Après le drink de clôture offert par la Ville d’Arlon, les Autorités et les participants au Colloque ont été visité la 2ème Tour Romaine ; ils ont pu apprécier les commentaires de MM Paquet et Plumier, grands responsables du Patrimoine et de l’Archéologie de la Région Wallonne et du Professeur Cavalieri.

Gilbert Jungen,
président de « Les Amis des Musées d’Arlon » asbl

 

Intervention de Marco CAVALIERI
Professeur d’Archéologie romaine et Antiquités Italique à l’UCL ;
Professeur d’Archéologie des Provinces romaines à l’Ecole de Spécialisation en Archéologie de l’Université de Florence

Conclusions du Colloque

Mesdames, Messieurs,

C’est pour moi un plaisir et un honneur de pouvoir tirer un premier bilan de ce colloque qui, me semble-t-il, a souligné la nécessité contemporaine de percevoir et de vivre l’identité culturelle du milieu où nous vivons à la fois comme source de son passé, c’est-à-dire en tant que conscience de ses origines, et comme moyen de développement économique.

En guise de préambule à ma synthèse, je voudrais vous faire part de ce qui est pour moi la valeur ajoutée des patrimoines culturel en général et archéologique en particulier.

※

◆ **Consigne**
Recopiez à l'identique le passage de la page sur le colloque d'Arlon, de « En guise de » à « archéologique en particulier. ».

◆ **Lignes du jeu**
※

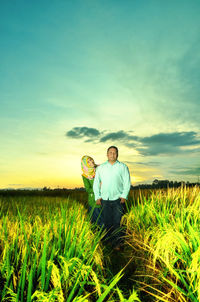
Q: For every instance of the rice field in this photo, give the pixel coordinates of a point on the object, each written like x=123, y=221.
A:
x=50, y=251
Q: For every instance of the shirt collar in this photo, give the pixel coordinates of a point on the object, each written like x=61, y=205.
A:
x=114, y=162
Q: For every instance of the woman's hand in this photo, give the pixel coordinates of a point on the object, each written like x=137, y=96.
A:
x=122, y=200
x=98, y=202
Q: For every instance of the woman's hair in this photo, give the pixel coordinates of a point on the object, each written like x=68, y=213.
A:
x=114, y=148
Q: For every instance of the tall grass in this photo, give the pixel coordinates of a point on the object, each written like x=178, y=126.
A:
x=49, y=251
x=165, y=231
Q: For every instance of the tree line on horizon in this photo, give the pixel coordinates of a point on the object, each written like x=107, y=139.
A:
x=47, y=191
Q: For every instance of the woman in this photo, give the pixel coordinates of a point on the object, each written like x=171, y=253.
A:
x=88, y=167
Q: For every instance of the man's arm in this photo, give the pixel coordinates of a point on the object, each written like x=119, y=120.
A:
x=87, y=185
x=126, y=184
x=96, y=185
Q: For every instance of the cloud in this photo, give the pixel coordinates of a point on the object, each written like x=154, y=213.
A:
x=120, y=135
x=193, y=171
x=157, y=144
x=168, y=143
x=80, y=132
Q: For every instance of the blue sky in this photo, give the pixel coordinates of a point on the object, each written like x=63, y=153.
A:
x=79, y=76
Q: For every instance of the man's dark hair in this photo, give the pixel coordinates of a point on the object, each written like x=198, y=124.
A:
x=114, y=148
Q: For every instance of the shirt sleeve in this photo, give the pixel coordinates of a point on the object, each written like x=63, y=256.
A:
x=126, y=182
x=96, y=185
x=87, y=185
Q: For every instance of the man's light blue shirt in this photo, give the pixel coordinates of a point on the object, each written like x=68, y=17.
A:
x=112, y=181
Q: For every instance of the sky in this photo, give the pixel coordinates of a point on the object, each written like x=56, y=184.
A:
x=79, y=76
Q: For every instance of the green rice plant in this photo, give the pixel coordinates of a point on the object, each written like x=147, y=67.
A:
x=165, y=230
x=50, y=251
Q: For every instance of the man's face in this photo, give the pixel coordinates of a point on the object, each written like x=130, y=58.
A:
x=112, y=155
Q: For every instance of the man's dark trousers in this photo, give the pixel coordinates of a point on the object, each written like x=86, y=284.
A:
x=112, y=213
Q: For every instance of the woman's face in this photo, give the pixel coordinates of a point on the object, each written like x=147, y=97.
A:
x=90, y=162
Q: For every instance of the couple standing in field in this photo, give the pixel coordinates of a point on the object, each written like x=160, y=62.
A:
x=108, y=186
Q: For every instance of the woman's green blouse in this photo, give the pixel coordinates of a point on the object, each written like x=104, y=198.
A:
x=88, y=183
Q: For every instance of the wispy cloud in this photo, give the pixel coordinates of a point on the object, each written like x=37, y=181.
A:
x=80, y=132
x=192, y=171
x=158, y=144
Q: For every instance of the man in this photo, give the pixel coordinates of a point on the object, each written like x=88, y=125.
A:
x=111, y=187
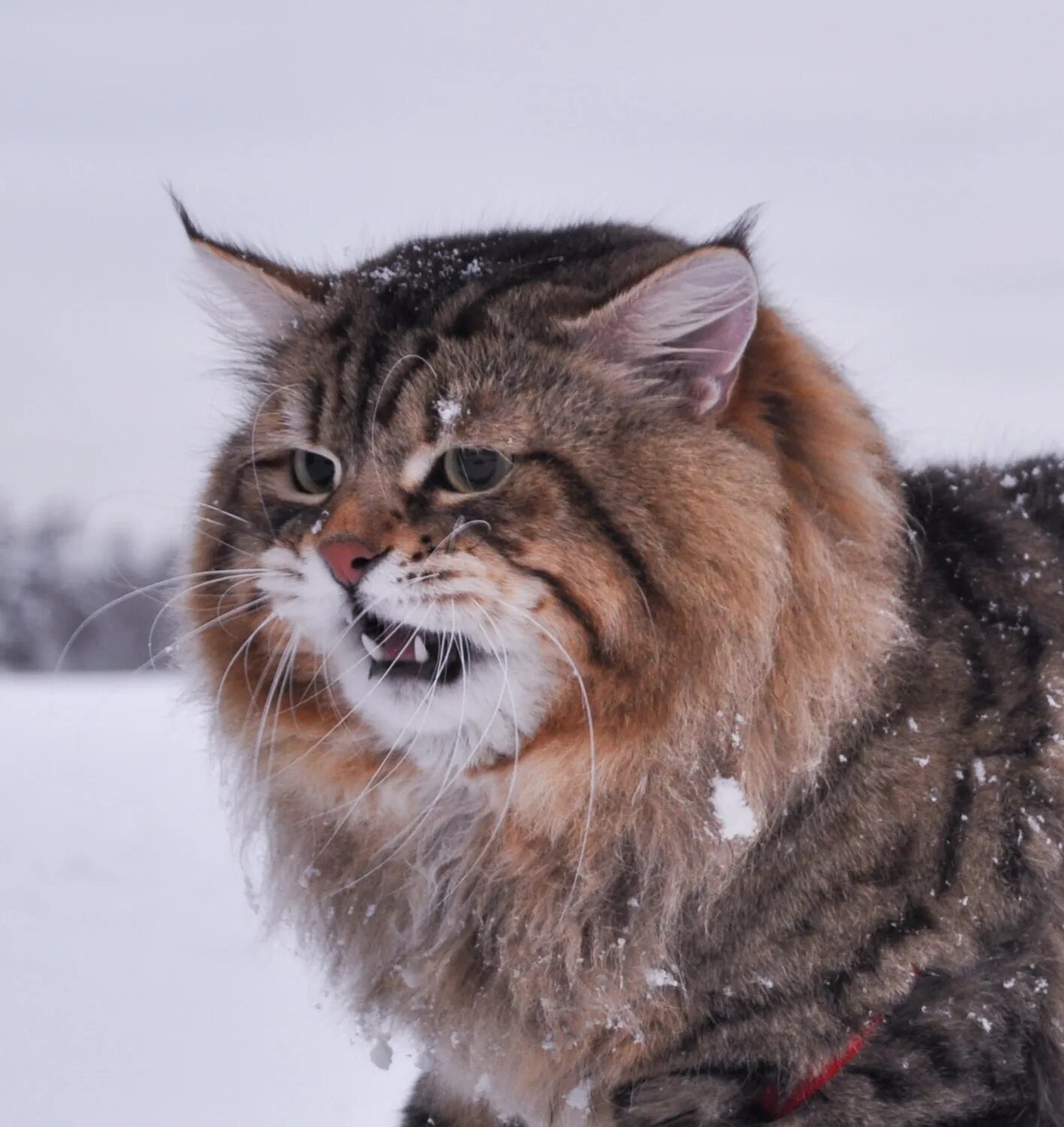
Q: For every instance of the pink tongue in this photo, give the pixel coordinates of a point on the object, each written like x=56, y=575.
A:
x=398, y=648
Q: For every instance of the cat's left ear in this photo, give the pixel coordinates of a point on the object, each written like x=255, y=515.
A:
x=688, y=322
x=271, y=293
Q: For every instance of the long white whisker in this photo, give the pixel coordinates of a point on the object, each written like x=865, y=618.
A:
x=133, y=594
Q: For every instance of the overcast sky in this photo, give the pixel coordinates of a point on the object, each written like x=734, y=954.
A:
x=908, y=158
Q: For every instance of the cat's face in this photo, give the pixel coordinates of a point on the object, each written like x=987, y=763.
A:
x=482, y=497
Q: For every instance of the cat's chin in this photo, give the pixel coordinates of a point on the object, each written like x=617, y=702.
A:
x=480, y=712
x=449, y=699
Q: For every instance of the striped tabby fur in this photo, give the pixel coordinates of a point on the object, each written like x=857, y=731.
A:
x=823, y=781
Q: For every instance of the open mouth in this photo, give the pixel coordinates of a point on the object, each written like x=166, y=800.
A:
x=399, y=649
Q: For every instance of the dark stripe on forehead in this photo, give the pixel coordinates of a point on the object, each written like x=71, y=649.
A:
x=383, y=409
x=317, y=405
x=584, y=498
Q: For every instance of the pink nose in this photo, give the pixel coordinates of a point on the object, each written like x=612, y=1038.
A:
x=349, y=559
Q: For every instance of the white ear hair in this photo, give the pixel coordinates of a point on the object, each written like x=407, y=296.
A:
x=265, y=307
x=689, y=322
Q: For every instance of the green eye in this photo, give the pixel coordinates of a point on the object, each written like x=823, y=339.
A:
x=313, y=473
x=468, y=469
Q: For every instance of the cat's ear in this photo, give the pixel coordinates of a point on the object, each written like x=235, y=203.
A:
x=270, y=293
x=688, y=322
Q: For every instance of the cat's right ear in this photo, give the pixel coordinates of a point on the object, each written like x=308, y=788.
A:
x=271, y=295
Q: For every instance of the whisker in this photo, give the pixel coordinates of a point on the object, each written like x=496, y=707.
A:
x=591, y=739
x=140, y=591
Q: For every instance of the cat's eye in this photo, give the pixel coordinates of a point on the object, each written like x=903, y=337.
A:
x=313, y=473
x=470, y=469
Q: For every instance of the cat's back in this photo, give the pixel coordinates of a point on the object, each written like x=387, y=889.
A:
x=990, y=540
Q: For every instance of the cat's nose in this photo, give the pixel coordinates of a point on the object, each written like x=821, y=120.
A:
x=349, y=560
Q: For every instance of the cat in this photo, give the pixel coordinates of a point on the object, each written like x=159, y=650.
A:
x=618, y=719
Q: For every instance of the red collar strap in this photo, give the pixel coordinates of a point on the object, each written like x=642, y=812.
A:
x=775, y=1106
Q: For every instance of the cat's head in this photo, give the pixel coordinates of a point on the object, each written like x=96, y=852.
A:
x=496, y=491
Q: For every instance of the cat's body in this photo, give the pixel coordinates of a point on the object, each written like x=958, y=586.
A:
x=806, y=784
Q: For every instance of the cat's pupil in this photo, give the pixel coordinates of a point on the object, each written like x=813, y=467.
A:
x=478, y=467
x=313, y=471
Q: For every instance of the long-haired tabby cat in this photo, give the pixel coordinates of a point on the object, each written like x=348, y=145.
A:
x=620, y=721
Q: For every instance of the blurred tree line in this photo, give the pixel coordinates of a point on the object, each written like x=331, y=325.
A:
x=56, y=585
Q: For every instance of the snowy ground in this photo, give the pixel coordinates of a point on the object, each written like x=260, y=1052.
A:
x=137, y=989
x=910, y=160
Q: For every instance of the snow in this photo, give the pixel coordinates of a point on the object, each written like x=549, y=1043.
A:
x=448, y=412
x=579, y=1098
x=735, y=816
x=138, y=987
x=911, y=223
x=911, y=218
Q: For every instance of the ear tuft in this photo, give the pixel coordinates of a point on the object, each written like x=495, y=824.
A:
x=271, y=293
x=688, y=324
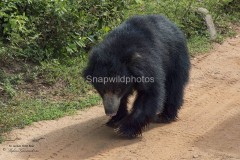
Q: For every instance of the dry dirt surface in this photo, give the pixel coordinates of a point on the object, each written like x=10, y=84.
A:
x=208, y=127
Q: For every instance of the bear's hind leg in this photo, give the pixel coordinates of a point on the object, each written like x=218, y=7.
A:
x=121, y=113
x=175, y=84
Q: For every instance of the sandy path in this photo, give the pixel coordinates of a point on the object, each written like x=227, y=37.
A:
x=208, y=127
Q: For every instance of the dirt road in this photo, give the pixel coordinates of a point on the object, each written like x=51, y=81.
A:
x=208, y=127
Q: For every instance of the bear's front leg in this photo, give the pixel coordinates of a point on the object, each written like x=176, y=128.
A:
x=121, y=113
x=144, y=108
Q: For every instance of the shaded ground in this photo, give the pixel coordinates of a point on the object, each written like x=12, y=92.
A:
x=208, y=125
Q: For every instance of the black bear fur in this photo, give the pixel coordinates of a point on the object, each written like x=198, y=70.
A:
x=143, y=46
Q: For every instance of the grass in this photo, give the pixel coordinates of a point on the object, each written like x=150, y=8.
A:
x=42, y=92
x=53, y=89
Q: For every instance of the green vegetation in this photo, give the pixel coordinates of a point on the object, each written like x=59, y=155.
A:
x=44, y=45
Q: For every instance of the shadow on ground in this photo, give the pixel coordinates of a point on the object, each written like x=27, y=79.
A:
x=80, y=141
x=224, y=138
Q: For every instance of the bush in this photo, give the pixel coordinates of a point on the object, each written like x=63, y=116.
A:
x=44, y=29
x=184, y=13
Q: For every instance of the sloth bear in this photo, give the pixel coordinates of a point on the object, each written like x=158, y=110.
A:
x=146, y=54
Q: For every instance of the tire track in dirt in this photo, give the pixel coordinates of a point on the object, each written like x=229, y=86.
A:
x=208, y=126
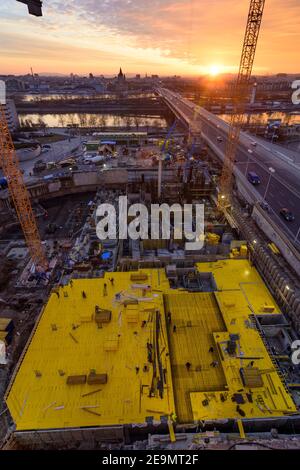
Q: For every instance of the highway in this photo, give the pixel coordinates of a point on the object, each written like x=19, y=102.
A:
x=279, y=188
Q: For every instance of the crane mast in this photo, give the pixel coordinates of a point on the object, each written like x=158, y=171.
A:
x=240, y=94
x=19, y=193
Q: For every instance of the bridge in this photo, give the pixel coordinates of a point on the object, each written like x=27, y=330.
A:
x=276, y=167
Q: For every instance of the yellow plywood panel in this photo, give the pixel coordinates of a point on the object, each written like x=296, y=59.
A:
x=40, y=398
x=202, y=374
x=238, y=274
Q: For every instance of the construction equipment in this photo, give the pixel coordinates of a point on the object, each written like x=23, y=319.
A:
x=163, y=148
x=19, y=193
x=240, y=94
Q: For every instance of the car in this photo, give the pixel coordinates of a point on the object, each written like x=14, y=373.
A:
x=265, y=206
x=287, y=214
x=253, y=178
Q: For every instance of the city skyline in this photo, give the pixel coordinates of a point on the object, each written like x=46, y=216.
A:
x=166, y=37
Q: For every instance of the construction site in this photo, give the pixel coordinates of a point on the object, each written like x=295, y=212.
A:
x=120, y=343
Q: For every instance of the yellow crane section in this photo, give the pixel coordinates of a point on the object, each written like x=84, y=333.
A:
x=240, y=94
x=19, y=193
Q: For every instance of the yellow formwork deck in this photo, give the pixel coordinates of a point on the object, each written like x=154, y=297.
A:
x=195, y=318
x=238, y=274
x=67, y=341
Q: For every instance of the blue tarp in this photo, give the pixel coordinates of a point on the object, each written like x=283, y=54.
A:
x=106, y=255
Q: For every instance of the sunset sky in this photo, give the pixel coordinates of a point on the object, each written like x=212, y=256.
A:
x=186, y=37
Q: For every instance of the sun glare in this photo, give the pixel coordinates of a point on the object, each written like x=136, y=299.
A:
x=214, y=70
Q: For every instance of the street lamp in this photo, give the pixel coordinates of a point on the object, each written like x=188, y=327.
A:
x=248, y=161
x=272, y=171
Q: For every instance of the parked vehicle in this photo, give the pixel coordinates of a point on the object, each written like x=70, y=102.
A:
x=40, y=165
x=253, y=178
x=3, y=183
x=265, y=206
x=287, y=214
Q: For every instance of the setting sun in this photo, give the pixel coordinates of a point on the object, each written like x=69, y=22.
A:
x=214, y=70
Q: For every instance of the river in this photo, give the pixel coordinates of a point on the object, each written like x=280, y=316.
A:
x=92, y=120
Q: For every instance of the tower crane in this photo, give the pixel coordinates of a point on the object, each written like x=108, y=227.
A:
x=15, y=181
x=240, y=94
x=19, y=193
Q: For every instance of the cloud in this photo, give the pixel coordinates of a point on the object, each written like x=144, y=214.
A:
x=184, y=35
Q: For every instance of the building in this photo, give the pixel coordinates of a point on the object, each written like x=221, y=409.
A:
x=127, y=354
x=11, y=115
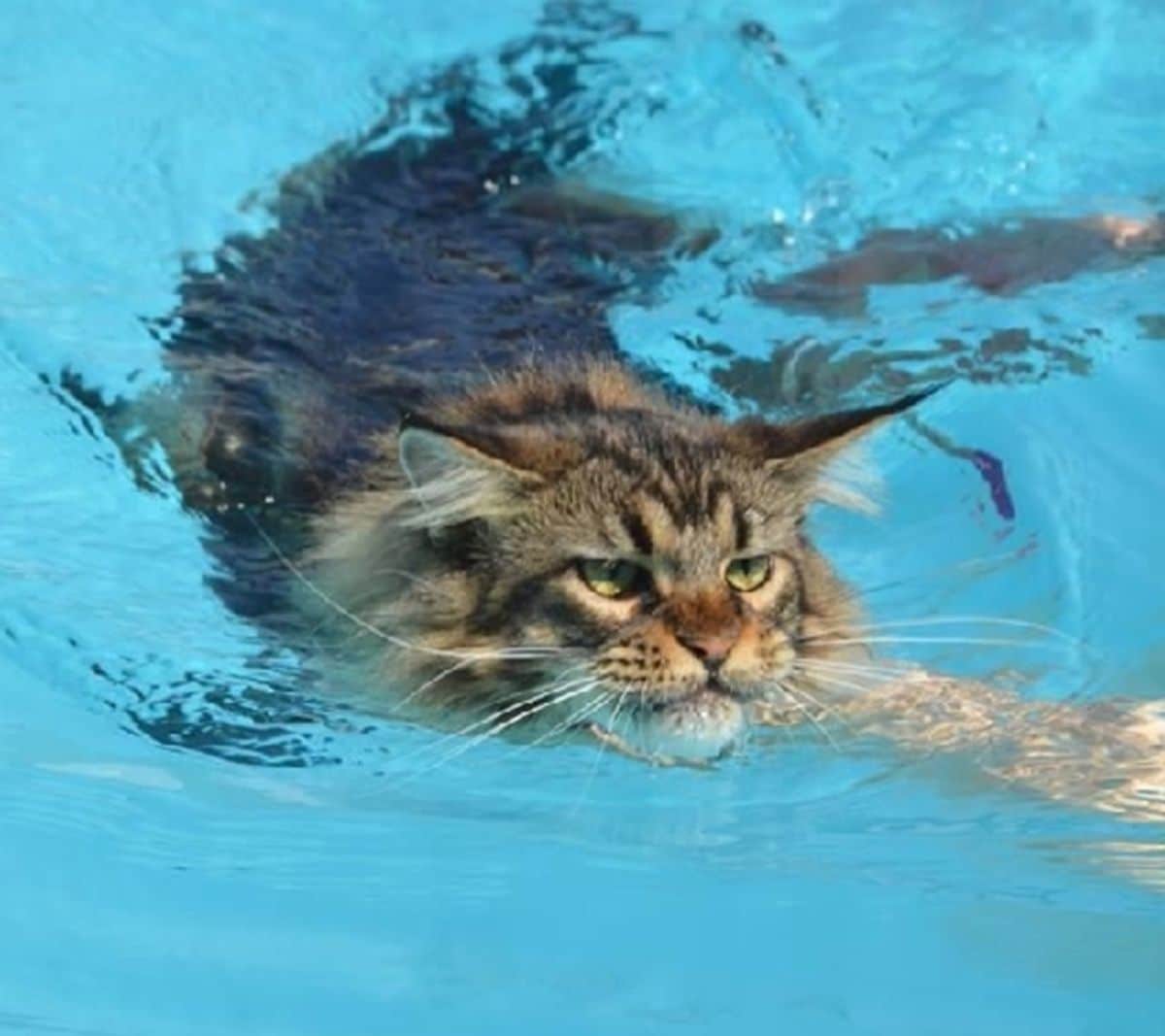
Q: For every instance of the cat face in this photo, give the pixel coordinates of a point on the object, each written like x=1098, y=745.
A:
x=651, y=560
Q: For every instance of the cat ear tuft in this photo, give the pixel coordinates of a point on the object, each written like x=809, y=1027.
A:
x=803, y=450
x=814, y=442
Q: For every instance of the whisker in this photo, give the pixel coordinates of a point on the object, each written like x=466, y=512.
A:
x=839, y=642
x=837, y=681
x=523, y=711
x=971, y=620
x=603, y=749
x=791, y=694
x=400, y=642
x=576, y=717
x=881, y=673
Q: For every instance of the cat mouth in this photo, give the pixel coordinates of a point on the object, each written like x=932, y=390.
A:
x=703, y=723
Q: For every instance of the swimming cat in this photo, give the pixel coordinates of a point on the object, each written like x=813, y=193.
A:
x=408, y=393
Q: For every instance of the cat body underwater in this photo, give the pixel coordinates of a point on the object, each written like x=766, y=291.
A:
x=405, y=415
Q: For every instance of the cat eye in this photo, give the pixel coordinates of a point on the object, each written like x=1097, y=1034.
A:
x=749, y=574
x=613, y=580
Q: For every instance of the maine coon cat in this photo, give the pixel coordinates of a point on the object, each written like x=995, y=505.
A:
x=407, y=391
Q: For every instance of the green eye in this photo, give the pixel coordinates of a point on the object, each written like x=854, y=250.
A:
x=749, y=574
x=615, y=580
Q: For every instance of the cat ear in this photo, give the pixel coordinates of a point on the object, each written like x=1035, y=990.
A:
x=460, y=475
x=804, y=449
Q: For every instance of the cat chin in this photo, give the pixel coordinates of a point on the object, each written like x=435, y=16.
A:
x=702, y=726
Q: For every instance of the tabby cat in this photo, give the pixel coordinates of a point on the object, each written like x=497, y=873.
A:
x=407, y=393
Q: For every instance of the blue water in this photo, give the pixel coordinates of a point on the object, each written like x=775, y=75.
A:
x=152, y=886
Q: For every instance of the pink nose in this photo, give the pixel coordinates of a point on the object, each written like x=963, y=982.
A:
x=712, y=647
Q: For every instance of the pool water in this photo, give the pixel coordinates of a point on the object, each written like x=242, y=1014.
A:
x=189, y=846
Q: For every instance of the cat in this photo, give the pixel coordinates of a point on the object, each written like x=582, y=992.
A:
x=407, y=391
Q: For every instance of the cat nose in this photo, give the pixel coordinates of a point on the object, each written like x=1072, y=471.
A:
x=711, y=648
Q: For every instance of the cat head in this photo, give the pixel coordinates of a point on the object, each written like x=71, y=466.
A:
x=650, y=560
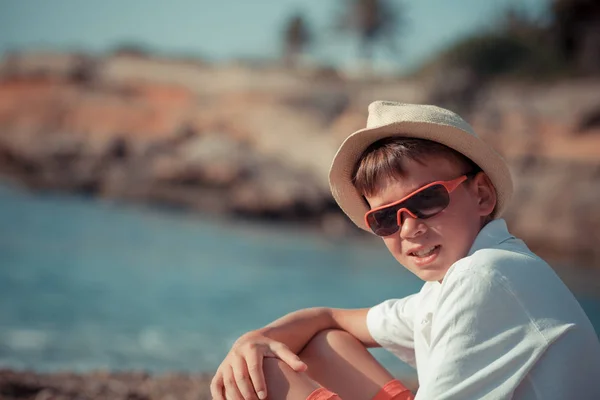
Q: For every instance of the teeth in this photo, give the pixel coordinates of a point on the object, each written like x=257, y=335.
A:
x=425, y=252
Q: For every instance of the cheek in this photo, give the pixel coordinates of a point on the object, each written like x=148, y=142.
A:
x=393, y=245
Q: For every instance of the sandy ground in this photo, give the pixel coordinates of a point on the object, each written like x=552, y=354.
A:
x=102, y=385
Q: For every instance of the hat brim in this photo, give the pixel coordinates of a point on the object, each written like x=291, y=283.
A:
x=342, y=167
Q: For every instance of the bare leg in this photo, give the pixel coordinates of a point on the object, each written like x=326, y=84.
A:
x=337, y=361
x=285, y=383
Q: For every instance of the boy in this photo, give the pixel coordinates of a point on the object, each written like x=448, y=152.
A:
x=492, y=319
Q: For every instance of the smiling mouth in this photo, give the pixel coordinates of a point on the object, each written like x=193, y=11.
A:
x=424, y=253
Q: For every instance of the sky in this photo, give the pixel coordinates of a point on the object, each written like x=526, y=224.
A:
x=222, y=30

※

◆ **Tâche accomplie**
En guise de préambule à ma synthèse, je voudrais vous faire part de ce qui est pour moi la valeur ajoutée des patrimoines culturel en général et archéologique en particulier.